# [What is expected]
What is needed is an exact transcription of every entry below.

# [Given information]
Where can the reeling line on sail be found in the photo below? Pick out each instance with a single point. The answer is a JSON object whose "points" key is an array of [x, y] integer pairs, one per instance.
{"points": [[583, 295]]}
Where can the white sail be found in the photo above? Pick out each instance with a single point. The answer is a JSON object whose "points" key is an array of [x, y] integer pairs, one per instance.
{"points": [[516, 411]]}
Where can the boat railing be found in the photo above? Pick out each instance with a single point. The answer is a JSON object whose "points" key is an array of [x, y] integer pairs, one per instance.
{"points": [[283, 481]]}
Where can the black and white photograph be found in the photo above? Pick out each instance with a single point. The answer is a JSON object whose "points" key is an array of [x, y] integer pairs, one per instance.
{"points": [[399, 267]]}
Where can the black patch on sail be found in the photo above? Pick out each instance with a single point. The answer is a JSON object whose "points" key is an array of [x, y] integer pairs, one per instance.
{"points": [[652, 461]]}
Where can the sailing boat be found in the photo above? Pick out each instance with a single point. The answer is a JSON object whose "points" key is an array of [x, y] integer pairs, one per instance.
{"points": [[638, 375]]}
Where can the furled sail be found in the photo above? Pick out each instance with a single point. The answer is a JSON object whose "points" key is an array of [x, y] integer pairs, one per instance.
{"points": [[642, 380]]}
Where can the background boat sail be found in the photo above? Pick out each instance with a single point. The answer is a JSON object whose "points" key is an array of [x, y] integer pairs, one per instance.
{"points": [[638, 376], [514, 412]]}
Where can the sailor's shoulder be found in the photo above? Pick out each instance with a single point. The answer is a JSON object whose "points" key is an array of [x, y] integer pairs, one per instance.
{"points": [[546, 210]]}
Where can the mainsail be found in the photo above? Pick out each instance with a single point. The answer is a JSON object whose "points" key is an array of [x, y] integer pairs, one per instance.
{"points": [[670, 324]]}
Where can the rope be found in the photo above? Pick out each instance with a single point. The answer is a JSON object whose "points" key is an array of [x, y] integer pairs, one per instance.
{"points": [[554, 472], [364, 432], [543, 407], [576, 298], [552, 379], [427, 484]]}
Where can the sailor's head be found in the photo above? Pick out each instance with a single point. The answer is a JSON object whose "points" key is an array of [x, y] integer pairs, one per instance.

# [Response box]
Where can the reeling line on sail be found in the photo below? Pick out each instance with a single point. The answer is a JSON object whose "points" key is an array of [x, y] integer pairs, one per instance.
{"points": [[583, 295]]}
Where can the white sail be found in the photo above? Pick out each instance with a single point. The answer is a JSON object whose "points" key is an array of [x, y] integer pairs, one per instance.
{"points": [[516, 411]]}
Where can the boat railing be found in the photo above? Pick out each instance with a single point. The answer is a JSON object whose "points" key is an array of [x, y] integer pairs, one per instance.
{"points": [[283, 481]]}
Where can the black and white photograph be found in the photo above? Pick out each instance with a single point. The answer is a JSON object whose "points" key is an array of [x, y] integer pairs, one per instance.
{"points": [[399, 267]]}
Where can the black patch on sail be found in the photo above? Pick out each instance with a single point. The answer is a JSON object whose "points" key is an array of [x, y] integer pairs, one per instance.
{"points": [[652, 461]]}
Where can the sailing boat be found in the photo above? Pick out each instance with a single point. The answer is a JSON object whose "points" key is an array of [x, y] integer pairs, one per instance.
{"points": [[638, 375]]}
Where can the furled sail be found in the photo above? Pick out each instance with a single point. The answer is a JSON object whose "points" key is an array of [x, y] integer pairs, one per instance.
{"points": [[642, 380]]}
Where can the background boat sail be found in the photo above? Pick out each instance with a single point. The answer is a JSON object whose "points" key is an array of [x, y] integer pairs, one per instance.
{"points": [[638, 376], [514, 412]]}
Where can the sailor's shoulder be found in the photo above? Pick out each instance with a single point. The answer is a JSON object whose "points" key is an array of [x, y] integer pairs, one per instance.
{"points": [[546, 210]]}
Where can the mainsail be found in the photo above? Pick out each instance with a single point. The answer is a JSON object whose "points" key is an array of [x, y] integer pairs, one per instance.
{"points": [[670, 324]]}
Where can the rope be found in the photo above? Pick out each instance with a single point. The answer is a JSON object whose "points" key is an array of [x, y] integer pairs, one per instance.
{"points": [[554, 472], [364, 432], [543, 407], [576, 298], [552, 379], [427, 484]]}
Where can the sailor's head be found in the photo above? Pick out each instance with a single point. The answer is a JSON object whose "points" key is an array of [x, y] integer pairs, one per instance.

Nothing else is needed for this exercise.